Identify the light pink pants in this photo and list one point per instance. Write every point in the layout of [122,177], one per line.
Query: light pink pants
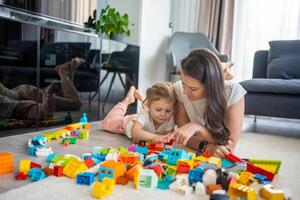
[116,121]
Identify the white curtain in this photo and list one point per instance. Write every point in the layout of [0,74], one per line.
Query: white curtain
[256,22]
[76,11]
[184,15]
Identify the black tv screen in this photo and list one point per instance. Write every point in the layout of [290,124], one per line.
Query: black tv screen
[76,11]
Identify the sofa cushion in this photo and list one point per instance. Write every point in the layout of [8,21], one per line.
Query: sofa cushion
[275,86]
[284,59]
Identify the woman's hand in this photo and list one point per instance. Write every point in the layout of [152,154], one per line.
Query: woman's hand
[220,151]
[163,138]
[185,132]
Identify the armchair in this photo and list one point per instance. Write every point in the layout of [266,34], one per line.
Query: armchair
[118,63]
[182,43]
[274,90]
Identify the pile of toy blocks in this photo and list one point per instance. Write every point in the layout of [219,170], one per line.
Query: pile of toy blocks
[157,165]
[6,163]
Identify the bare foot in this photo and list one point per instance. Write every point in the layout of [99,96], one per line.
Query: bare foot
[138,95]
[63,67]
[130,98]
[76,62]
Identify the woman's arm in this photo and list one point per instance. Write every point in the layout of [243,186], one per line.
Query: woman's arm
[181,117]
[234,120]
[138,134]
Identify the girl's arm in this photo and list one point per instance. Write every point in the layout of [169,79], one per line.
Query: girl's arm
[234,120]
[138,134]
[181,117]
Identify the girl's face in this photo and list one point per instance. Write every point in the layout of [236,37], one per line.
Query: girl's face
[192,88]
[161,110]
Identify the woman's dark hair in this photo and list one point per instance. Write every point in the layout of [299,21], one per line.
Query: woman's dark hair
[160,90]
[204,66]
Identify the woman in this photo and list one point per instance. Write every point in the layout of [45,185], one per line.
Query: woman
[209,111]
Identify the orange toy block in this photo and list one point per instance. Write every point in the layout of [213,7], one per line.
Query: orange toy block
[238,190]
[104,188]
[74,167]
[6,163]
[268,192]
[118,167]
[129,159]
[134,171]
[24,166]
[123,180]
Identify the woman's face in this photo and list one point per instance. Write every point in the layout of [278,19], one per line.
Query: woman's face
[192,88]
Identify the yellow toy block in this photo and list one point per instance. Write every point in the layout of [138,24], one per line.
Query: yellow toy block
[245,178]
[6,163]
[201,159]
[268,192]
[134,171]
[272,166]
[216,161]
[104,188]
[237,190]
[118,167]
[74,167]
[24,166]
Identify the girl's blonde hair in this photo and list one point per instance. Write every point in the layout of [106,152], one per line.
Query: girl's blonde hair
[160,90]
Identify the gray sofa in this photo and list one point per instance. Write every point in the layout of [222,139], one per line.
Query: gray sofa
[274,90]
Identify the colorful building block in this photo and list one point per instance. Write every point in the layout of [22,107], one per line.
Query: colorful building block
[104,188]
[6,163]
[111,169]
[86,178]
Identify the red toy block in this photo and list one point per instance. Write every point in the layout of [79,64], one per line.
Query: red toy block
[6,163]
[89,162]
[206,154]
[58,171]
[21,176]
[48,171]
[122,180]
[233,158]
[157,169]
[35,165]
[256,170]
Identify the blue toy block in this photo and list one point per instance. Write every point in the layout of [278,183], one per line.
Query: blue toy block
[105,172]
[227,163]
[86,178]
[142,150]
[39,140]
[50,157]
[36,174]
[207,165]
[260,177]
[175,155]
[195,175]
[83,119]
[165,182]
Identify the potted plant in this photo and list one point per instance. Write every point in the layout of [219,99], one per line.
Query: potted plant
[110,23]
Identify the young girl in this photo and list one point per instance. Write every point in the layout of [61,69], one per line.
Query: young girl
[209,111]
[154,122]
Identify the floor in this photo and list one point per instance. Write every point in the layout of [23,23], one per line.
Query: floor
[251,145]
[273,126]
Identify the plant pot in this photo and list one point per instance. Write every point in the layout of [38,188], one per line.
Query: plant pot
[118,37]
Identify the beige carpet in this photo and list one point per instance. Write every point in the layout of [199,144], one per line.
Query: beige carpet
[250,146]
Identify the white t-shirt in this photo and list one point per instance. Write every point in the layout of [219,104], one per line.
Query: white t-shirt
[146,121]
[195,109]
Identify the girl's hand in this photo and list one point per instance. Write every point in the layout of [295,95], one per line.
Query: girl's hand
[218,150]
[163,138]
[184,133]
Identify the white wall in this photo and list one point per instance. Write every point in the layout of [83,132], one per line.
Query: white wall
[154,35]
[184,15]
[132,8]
☆ ☆ ☆
> [DESCRIPTION OF THE TASK]
Transcribe the entries above verbatim, excluding any image.

> [ANSWER SPACE]
Identify the light pink pants in this photo and list one point per instance. Write every point in the layout of [122,177], one per line.
Query: light pink pants
[116,121]
Identify the white curtain in this photo and list one point per instance. Write every point in the layout of [0,74], one per line.
Query: white curtain
[256,22]
[76,11]
[184,15]
Identify the black tv screen in this photo and list one point per instance. Write every point in the layout of [290,124], one per line.
Query: black tv screen
[76,11]
Identify the sofa cushion in this photo and list one point per instance. Write every point in the layout of [8,21], one per line.
Query: sofa cushion
[275,86]
[284,59]
Identify the woman's hand in this photo and list one point per instance. Write every point in the layout of [152,154], one per line.
Query: woman's hand
[220,151]
[163,138]
[185,132]
Identify the armchair in this photo and list one point per instance. Write every point in the layout of [266,34], one per line.
Query: armchair
[118,63]
[182,43]
[274,90]
Identify the pile of toy blocks in this photo and list one point per instance. Write every point in the layout of [219,170], one per line.
Query: pile of toy blocks
[157,165]
[6,163]
Identify the bare foot in this photo and list one point per instance. Write every point in the layout of [99,96], one per line.
Query: bare foot
[138,95]
[63,67]
[130,98]
[76,62]
Identify the woman's arm in this photo and list one point per instance. Write every point in the layout of [243,186], one per line.
Query: woman's arm
[181,117]
[234,120]
[138,134]
Identify the girl's arm in this photo and list one point per instance. Write every point in the layout of [169,79], one per line.
Query: girl's arm
[234,120]
[138,134]
[181,117]
Identify the girl's face in this photo and list one point per instance. Write every point in the layout of [236,37], one per line.
Query: girl's face
[192,88]
[161,110]
Identify the woman's dark hair in this photo and list one point per instance. Write every point in the layout of [299,21], one per line.
Query: woman's dark hair
[160,90]
[204,66]
Identify the woman in this photo and list one point per instance. Write every point in the layout of [45,185], one per line.
Query: woman
[209,111]
Identify the orange toy block in this photo and list one point per instance. Write every point in the layout of [213,7], one per line.
Query: orange toy block
[238,190]
[104,188]
[74,167]
[6,163]
[268,192]
[118,167]
[129,159]
[134,171]
[24,166]
[123,180]
Identify the woman's face in this photo and list one point per instance. Write every point in the layout of [278,19], one per line.
Query: woman's face
[192,88]
Identify the yellow toy block in this photo and list one point per instance. Write every point in the layout of [138,24], one per line.
Query: yellow toy block
[245,178]
[6,163]
[201,159]
[268,192]
[134,171]
[272,166]
[216,161]
[104,188]
[237,190]
[118,167]
[74,167]
[24,166]
Identify the girl's blonde hair in this photo and list one point per instance. Write every point in the layout of [106,152], one per line.
Query: girl's blonde hair
[160,90]
Identify the gray sofa in this photo and list one point per instance. Write every point in the layout of [222,139], one per line.
Query: gray sofa
[274,90]
Identify the colorful building block in this photo and list one point per instance. Write every point in the layout of [22,107], one per line.
Query: colorful building block
[104,188]
[6,163]
[111,169]
[86,178]
Identify the red toy block in this photo and list one point per instance. Write every point in the layout of [79,64], one per line.
Query: red toy block
[6,163]
[89,162]
[206,154]
[58,171]
[21,176]
[48,171]
[122,180]
[233,158]
[157,169]
[35,165]
[256,170]
Identify the blue toy block in this photo and list one point per instance. Write every point in the layout of [278,183], one per line.
Query: blue toy block
[105,172]
[227,163]
[86,178]
[142,150]
[39,140]
[50,157]
[36,174]
[207,165]
[260,177]
[175,155]
[195,175]
[83,119]
[165,182]
Identify the potted plant in this photo and list one point per instance. Write every point in the layout of [219,99], one per line.
Query: potted plant
[110,23]
Identify the young girl in this photo and list one point per instance. Write every point in the layout of [61,69], one per line.
Query: young girl
[209,111]
[154,122]
Identify the floor in this photo and list one point per instance. Write every point in the layout of [23,23], one per line.
Query: floor
[251,145]
[273,126]
Identify the plant pot in this photo and list one point per instance. Write every point in the layout of [38,188], one per line.
Query: plant pot
[118,37]
Identify the beige carpet in this photo and list one point per instance. Write every point in the layout of [199,144], one per line.
Query: beige carpet
[250,146]
Identify the white t-shirt in this photo and list one point per instance. Write every point in the layout of [219,104], one per line.
Query: white t-shirt
[146,121]
[195,109]
Identify the girl's hand in this photo and list one point per instance. Write every point in the layout of [295,95], one per line.
Query: girl's hand
[218,150]
[163,138]
[184,133]
Identify the white wall in this photo and list one point per instance. Write every point in the layout of [83,132], one per line.
Query: white wall
[154,35]
[184,15]
[132,8]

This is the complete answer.